--- YOUR TASK ---
Find every line in the records that contains the word "vegetation" and copy each one out in full. Case counts, so match only that exact form.

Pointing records

>>>

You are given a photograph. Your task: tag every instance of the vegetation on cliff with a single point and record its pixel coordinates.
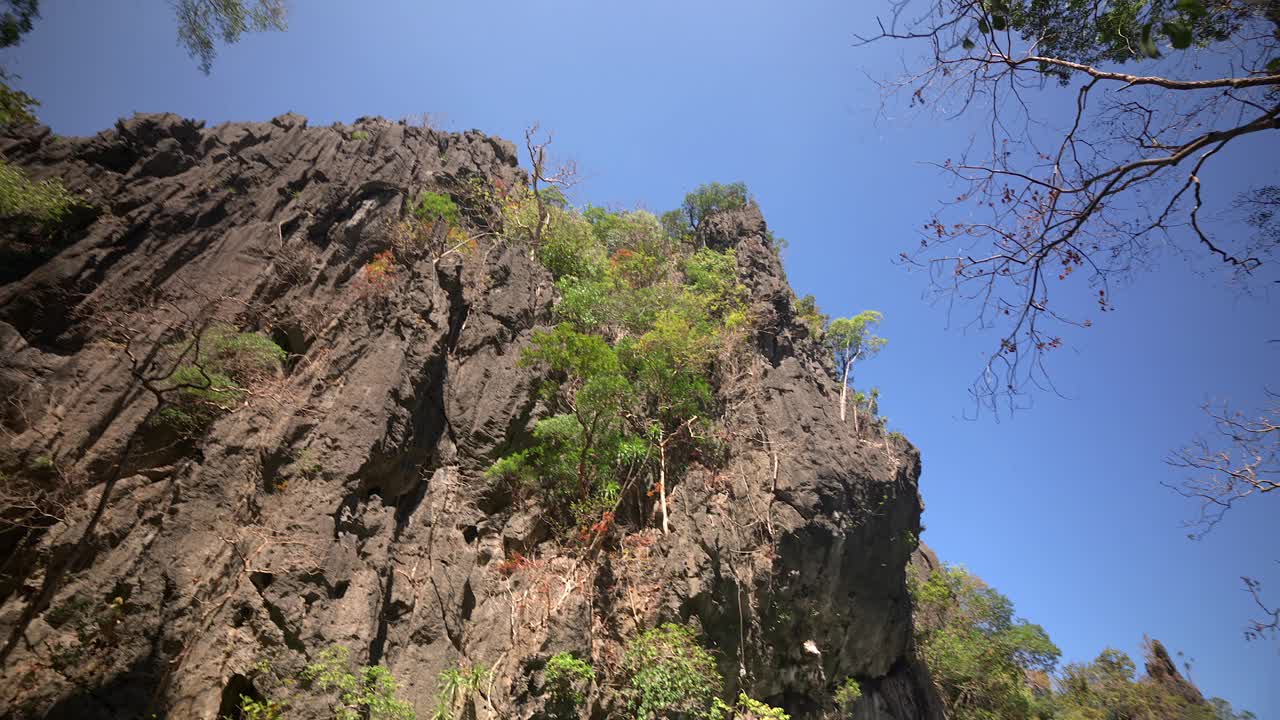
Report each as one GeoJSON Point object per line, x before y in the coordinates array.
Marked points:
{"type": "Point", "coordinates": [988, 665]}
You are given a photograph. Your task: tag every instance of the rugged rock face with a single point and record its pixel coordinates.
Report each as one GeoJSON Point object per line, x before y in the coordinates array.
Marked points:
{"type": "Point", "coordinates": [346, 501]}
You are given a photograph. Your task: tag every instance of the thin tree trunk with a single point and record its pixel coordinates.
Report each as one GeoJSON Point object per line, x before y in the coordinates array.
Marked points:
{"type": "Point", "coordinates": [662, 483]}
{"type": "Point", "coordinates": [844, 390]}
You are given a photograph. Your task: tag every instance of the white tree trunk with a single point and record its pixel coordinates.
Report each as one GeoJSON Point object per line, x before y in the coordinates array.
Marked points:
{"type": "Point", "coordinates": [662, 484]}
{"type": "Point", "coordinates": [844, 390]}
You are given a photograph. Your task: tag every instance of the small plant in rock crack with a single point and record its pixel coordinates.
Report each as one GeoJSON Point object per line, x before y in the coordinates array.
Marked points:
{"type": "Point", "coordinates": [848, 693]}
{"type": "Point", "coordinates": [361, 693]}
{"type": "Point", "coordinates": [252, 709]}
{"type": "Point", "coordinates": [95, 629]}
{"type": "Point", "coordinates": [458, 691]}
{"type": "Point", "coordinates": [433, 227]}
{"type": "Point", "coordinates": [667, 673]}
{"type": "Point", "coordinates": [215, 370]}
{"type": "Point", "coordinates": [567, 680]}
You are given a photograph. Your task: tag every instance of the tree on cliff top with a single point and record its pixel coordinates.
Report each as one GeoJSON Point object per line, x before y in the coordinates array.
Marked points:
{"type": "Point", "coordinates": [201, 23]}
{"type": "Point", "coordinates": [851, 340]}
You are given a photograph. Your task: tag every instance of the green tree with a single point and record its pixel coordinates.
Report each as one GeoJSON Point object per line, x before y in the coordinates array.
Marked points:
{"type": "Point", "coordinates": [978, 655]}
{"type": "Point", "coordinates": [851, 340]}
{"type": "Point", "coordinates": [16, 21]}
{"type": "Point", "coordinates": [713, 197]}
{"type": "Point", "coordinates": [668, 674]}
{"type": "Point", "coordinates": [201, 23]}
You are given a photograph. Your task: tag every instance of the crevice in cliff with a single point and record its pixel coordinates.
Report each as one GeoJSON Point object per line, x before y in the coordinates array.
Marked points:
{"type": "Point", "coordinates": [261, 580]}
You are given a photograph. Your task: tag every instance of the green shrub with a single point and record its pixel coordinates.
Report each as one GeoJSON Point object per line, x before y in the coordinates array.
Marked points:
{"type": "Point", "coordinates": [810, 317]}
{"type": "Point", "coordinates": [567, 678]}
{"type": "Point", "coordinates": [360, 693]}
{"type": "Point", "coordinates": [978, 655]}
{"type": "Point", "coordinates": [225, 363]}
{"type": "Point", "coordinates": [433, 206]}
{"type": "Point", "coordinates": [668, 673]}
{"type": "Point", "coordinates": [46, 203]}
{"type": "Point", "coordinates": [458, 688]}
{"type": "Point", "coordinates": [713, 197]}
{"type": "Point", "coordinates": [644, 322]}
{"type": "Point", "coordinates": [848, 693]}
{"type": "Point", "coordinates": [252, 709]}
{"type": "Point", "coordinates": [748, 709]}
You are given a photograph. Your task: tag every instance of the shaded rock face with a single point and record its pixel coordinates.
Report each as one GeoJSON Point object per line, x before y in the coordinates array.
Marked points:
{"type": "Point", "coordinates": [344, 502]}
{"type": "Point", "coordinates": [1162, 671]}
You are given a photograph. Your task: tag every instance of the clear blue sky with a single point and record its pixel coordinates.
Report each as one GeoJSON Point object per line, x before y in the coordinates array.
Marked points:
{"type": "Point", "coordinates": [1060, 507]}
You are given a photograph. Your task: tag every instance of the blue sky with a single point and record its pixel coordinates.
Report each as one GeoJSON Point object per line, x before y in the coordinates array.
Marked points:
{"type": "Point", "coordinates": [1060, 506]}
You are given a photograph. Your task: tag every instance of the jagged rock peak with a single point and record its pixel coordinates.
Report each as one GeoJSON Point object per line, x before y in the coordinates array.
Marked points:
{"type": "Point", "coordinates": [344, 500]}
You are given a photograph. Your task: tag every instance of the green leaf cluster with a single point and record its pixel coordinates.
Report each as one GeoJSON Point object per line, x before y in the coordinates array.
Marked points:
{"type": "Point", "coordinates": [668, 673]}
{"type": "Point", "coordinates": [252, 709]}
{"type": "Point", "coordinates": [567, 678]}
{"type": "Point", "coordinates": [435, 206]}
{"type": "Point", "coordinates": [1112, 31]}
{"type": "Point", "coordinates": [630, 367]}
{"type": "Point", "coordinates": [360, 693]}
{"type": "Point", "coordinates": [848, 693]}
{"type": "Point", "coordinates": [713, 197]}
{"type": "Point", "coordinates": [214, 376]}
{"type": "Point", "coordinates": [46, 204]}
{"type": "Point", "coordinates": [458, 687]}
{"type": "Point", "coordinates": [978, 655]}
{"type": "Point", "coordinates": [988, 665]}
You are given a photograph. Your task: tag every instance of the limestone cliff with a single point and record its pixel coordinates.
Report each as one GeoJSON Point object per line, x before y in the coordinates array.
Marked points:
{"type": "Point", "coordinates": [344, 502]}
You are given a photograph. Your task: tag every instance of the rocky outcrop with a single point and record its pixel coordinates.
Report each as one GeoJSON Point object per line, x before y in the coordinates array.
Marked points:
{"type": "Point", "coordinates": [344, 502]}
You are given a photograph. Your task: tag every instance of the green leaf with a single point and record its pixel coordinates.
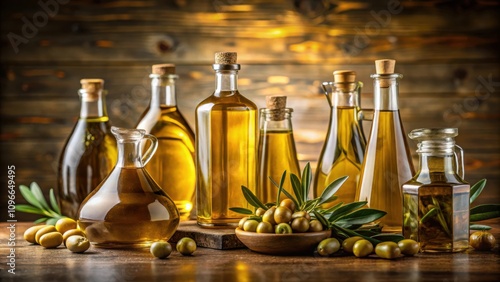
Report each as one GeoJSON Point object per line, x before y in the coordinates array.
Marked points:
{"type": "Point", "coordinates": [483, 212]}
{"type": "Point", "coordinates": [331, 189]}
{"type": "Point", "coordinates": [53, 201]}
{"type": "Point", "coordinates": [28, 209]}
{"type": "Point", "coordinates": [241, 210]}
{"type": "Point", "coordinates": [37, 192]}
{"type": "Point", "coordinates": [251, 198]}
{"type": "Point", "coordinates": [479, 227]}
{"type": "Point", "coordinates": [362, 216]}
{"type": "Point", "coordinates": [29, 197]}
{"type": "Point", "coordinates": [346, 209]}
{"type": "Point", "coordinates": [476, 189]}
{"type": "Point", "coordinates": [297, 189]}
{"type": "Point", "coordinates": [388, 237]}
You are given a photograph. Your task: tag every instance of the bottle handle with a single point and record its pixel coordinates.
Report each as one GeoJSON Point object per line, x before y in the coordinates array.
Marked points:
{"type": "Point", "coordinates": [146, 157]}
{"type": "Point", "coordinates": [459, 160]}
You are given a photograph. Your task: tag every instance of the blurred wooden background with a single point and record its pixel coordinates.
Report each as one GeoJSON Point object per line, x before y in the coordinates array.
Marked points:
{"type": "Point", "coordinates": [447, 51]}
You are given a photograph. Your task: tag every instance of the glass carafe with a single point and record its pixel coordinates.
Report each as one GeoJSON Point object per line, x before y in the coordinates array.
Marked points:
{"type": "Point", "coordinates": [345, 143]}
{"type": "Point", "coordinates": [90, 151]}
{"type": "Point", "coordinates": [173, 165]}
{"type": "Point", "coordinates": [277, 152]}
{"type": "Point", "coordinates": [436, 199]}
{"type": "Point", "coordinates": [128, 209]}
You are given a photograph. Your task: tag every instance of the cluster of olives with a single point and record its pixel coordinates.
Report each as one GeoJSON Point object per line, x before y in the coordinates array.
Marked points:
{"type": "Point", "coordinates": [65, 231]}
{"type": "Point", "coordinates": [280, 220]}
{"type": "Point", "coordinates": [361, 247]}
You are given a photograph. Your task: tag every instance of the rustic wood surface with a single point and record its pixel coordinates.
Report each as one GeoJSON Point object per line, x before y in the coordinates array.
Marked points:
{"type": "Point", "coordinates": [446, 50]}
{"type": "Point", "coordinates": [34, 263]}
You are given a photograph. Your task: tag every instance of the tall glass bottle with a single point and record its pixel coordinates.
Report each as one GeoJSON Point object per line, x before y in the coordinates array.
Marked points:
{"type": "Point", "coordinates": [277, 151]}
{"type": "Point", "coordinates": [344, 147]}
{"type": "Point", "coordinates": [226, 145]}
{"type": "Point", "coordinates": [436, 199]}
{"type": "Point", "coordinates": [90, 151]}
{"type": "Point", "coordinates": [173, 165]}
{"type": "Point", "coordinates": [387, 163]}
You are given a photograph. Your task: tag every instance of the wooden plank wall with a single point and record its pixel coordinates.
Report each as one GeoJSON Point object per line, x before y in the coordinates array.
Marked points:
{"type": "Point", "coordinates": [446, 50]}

<<<
>>>

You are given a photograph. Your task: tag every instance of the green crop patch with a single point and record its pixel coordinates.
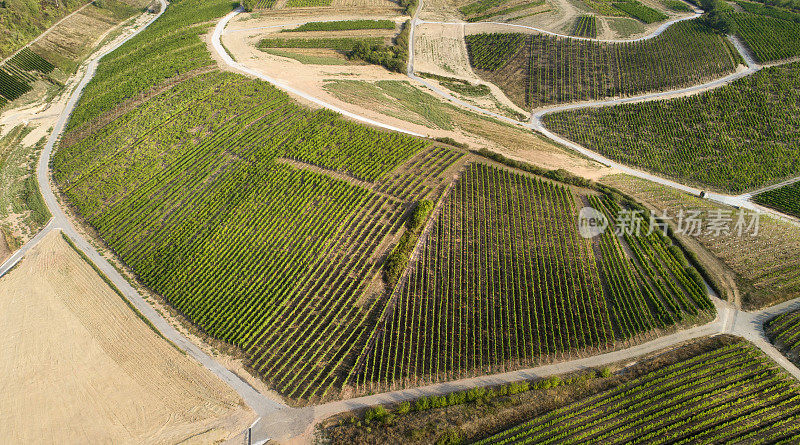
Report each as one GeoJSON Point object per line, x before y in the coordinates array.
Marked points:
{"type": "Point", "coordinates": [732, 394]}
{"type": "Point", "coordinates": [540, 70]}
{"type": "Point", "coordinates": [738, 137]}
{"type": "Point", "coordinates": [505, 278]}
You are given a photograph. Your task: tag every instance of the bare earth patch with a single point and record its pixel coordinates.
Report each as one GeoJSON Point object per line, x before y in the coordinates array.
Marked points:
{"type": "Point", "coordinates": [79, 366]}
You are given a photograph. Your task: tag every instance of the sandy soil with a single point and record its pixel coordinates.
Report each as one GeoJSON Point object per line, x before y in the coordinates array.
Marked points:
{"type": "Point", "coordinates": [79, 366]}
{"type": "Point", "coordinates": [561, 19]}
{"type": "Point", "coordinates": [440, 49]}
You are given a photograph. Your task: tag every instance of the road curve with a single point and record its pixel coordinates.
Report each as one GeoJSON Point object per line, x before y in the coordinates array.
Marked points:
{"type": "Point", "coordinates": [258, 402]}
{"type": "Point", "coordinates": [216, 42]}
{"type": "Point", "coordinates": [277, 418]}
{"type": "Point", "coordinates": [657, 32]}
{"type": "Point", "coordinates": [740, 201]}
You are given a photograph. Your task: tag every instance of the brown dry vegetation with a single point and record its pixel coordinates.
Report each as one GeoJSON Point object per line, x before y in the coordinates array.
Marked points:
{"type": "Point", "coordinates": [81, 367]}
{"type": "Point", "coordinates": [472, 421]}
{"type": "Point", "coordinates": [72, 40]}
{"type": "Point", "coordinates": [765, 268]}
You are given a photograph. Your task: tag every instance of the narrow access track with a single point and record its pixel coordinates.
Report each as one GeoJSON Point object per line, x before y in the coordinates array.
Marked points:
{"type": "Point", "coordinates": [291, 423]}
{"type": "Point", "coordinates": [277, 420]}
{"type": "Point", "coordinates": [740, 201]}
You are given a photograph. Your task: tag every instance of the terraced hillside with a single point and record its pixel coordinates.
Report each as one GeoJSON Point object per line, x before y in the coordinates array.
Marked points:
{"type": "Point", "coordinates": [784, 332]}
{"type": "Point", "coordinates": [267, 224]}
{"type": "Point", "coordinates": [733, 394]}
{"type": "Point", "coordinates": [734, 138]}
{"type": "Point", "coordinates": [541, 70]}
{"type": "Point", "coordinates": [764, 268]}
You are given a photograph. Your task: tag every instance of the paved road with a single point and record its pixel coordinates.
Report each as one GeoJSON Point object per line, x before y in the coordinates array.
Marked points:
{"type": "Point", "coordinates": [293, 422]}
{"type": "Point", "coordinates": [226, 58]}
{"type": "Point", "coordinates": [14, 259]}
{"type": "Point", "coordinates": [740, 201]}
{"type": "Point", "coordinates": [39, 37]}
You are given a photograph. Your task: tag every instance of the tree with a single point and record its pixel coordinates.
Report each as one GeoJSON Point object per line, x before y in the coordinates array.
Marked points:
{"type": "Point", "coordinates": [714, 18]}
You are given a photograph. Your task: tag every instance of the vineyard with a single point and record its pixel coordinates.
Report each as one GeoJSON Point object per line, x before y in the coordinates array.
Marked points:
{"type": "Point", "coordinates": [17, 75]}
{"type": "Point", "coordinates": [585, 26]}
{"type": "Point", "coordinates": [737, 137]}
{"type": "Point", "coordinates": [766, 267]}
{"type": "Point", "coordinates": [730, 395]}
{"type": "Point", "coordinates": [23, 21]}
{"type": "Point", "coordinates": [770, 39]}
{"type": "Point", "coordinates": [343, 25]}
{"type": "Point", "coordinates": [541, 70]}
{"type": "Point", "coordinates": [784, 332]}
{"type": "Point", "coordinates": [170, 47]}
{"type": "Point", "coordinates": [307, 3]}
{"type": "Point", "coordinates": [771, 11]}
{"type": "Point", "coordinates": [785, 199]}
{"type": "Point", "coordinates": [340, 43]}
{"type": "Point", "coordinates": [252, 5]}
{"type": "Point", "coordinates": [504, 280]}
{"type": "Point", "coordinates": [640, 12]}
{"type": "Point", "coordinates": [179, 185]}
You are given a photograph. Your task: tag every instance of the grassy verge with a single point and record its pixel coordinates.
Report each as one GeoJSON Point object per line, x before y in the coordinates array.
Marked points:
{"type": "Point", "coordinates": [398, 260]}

<<<
>>>

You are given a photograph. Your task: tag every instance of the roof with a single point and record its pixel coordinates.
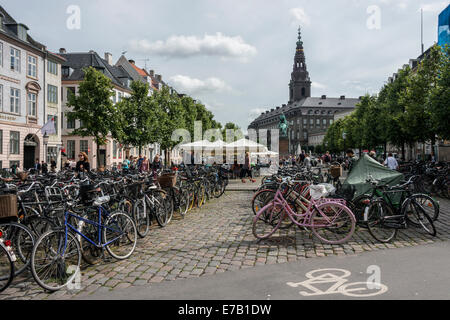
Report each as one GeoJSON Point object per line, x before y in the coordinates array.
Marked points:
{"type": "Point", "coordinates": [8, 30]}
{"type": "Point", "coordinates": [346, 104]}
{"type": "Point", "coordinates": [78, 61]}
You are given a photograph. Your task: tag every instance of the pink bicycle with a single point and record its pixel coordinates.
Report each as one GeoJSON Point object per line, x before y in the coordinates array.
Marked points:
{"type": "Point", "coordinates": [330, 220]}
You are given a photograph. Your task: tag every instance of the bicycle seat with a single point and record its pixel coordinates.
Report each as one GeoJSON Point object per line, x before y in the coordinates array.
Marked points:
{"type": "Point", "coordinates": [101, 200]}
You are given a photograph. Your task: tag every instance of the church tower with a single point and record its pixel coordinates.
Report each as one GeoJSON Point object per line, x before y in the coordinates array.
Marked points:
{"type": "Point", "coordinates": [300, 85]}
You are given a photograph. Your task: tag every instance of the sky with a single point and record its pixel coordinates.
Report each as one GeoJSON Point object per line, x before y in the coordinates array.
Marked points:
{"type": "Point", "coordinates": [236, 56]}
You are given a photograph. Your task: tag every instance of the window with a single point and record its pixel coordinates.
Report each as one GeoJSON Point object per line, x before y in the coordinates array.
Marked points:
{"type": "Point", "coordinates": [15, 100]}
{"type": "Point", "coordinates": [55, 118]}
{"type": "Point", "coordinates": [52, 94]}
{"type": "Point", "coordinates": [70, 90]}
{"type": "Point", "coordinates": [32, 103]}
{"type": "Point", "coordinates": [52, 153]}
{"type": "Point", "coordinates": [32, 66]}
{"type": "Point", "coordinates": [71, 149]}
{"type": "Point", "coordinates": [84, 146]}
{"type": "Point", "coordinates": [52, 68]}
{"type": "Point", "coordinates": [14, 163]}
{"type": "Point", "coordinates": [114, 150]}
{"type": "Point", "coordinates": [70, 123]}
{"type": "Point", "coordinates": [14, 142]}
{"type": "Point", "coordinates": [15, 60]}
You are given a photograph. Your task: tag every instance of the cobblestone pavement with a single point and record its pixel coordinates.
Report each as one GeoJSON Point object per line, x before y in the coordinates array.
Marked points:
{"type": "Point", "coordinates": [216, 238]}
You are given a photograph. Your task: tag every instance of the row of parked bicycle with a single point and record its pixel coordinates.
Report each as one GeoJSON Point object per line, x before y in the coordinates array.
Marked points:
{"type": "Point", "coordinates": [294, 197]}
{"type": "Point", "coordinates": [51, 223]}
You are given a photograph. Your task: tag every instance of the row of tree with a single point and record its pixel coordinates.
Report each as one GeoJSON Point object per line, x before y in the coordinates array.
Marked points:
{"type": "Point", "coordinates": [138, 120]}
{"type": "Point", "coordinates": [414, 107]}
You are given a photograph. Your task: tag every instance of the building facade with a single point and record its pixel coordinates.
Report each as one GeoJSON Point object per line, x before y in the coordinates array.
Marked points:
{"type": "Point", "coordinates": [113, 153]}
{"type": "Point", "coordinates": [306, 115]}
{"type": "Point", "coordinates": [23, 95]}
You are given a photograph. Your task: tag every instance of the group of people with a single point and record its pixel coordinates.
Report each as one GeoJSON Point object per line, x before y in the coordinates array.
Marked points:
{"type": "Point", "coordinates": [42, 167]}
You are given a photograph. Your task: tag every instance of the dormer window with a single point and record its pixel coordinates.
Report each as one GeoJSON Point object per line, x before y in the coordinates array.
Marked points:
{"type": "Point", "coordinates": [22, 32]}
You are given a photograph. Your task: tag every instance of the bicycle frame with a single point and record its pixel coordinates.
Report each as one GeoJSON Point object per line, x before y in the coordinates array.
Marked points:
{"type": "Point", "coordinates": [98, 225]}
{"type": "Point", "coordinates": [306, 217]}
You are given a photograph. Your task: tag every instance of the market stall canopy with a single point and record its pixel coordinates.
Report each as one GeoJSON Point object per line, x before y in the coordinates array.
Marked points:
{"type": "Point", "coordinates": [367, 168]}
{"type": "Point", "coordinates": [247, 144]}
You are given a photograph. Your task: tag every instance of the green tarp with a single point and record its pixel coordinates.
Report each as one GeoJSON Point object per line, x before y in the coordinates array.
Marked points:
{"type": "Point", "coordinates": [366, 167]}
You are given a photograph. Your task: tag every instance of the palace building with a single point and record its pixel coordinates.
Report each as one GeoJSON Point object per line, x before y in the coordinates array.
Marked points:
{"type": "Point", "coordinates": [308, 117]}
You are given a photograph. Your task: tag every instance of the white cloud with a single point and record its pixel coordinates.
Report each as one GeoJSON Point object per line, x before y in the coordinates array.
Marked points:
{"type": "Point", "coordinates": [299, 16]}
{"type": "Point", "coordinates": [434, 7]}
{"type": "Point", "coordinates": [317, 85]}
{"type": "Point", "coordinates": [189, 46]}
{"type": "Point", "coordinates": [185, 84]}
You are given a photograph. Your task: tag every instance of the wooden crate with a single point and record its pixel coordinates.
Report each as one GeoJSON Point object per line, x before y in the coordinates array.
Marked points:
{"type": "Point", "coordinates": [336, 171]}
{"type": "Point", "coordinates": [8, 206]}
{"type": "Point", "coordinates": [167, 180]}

<<<

--- SOLUTION TO THIS EXERCISE ---
You are given a photograph. Your task: tag every instance of the vegetation on cliff with a single point and record its pixel coordinates.
You are given a photograph. Your task: tag every instance of the brown dry vegetation with a single point and record its pixel coordinates.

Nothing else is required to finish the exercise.